EXERCISE SET:
[a] According to the essay, why did being among the San Francisco Bay Area science fiction people feel like heady stuff? Answer in one to three sentences.
[b] Duplicate the part of the essay starting with "The second came" and going on through "the same reason.".

Like most writers, I have always been a storyteller and can’t remember a time when stories didn’t bubble around in my head, stories about everything from what was going on around me to daring exploits in exciting surroundings, fraught with danger and adventure — I wasn’t going to be the one stuck at home baking cookies, I was going to be the one balancing on the raft in the lashing seas, gripping the mast with one hand while the other held on to the cookies somebody else had baked.

I hope you like the stories that, over the years, have bubbled out of my head and onto the page.

#WhyIDidntReport.

“You may not control all the events that happen to you, but you can decide not to be reduced by them.” – Maya Angelou

Most of us, that is, women, experience more than one sexual assault, whether culminating in a rape or otherwise. My first: He was a family friend; I played with his kids. I was about 4 or 5. He pulled me into his lap, took my hand in his, and used it to masturbate himself. I ran away when he was done. I didn’t tell because I was afraid my dad would kill him.

The second came during a trip to Mexico to see relatives, when a couple of boys in the barrio thought it would be cool to grope una gringa.  I must have been 11 or 12. I didn’t report that one, either, and for the same reason.

The one that changed me happened in in 1972, 46 years ago. I was 24. It happened at a particularly vulnerable time for me: I had recently left my marriage and was still finding my feet as a Person Who Wrote; it was certainly before I had any reputation at all for calling out BS. It happened like this.

I had recently sold my first science fiction story, indeed my first story of any sort, and was delighted to be welcomed into the San Francisco Bay Area science fiction community as a fellow professional[1]. I had admired many of these people for years, as writers and as editors, so being among them was heady stuff. The group, perhaps the largest enclave of the SF community outside of New York City, was nonetheless relatively small. It consisted of both fans and writers and those whose place lay not precisely in one camp or the other (booksellers, for example, or Charles N. Brown of the SF news magazine Locus)[2]. The community was fairly tight-knit and, from the viewpoint of an outsider, pretty exclusive.

I was happy to be allowed in and happy to accept my first invitation to a party[3]. The party was  crowded and loud, usual for the time and place. There was music going on somewhere although few if any people were dancing; food was left out and warming in the stuffy atmosphere (Psst! avoid the cream cheese dips); and the partygoers for the most part indulged in their favorite pastimes: talking and drinking and smoking. Tobacco. There may have been some dope-smoking going on, probably outside in the yard, but it wasn’t a major attraction. I had recently met many of these folk: well-known professional writers and editors (known collectively and by outsiders as Big Name Pros (when the term was used within the circle, it was almost always ironic); other newbies like me; Big Name Fans wildly famous within the insular world of science fiction fandom; a few relics of the past who had been part of the group forever; spouses and partners. I suspect there were undercurrents that I wasn’t aware of but that’s true of any group. Nobody sits you down and recounts the historical details, you learn them as they become relevant, if at all.

Wit was highly valued and at a premium: I think my entrée came not from my story publication, but because I said,  at a Japanese restaurant when asked about dessert, that it would consist of “sweet fish.” Wit there certainly was as the evening passed. Puns, double entendres, absurdism, quips that worked in more than one language – it was dazzling. True to the Immutable Law of Parties, the level of consumed alcohol rose, the quality of wit declined, and the sound volume doubled and doubled again.

EXTRACTED MATERIAL:

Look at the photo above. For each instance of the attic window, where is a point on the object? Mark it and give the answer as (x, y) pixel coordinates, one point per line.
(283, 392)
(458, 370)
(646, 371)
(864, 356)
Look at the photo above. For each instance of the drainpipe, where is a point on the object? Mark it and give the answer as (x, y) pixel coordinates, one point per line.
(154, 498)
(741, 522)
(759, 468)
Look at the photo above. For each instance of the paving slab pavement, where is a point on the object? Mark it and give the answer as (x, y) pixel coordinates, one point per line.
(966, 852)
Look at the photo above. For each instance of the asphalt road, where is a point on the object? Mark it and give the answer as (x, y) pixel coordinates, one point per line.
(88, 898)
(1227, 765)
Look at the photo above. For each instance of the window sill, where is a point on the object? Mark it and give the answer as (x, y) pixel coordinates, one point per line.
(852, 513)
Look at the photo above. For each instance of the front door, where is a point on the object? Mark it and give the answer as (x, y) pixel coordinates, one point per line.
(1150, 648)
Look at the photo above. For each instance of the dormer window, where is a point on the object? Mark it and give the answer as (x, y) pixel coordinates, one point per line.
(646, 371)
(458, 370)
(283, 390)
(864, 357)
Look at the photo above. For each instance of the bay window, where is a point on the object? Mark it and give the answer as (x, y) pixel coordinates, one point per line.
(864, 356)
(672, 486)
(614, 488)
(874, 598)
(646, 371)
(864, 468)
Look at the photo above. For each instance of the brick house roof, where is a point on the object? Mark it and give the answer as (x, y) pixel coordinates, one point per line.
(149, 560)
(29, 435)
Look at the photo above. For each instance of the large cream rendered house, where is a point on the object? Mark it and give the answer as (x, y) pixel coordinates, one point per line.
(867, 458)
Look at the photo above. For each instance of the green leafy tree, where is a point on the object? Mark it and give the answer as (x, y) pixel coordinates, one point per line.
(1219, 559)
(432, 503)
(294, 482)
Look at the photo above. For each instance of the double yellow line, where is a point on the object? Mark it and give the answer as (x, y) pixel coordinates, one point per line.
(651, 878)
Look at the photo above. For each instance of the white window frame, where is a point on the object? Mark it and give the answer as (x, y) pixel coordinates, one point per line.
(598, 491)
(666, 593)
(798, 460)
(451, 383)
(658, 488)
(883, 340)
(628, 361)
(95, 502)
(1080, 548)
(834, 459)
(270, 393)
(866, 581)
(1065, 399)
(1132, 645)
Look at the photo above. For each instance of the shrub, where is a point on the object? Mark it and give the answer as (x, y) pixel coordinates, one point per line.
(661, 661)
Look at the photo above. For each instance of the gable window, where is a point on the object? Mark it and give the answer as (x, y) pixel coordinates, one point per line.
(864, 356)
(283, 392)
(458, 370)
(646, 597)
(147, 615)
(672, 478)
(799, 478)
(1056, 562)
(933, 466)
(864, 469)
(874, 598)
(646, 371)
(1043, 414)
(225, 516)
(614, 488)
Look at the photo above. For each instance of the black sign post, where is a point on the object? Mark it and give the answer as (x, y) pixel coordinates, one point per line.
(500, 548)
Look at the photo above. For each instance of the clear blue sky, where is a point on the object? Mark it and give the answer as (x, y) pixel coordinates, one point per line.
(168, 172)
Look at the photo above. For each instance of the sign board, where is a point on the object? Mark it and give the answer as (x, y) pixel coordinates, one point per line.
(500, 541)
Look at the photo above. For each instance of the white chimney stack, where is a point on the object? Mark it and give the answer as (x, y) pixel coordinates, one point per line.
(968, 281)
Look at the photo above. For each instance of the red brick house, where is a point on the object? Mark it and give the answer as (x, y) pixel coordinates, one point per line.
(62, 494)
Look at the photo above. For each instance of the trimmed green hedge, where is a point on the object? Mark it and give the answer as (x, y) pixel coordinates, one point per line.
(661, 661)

OUTPUTS BY TASK:
[a] The writer had admired many of these people for years, both as writers and as editors. Being welcomed among them as a fellow professional was therefore exciting.

[b]
The second came during a trip to Mexico to see relatives, when a couple of boys in the barrio thought it would be cool to grope una gringa.  I must have been 11 or 12. I didn’t report that one, either, and for the same reason.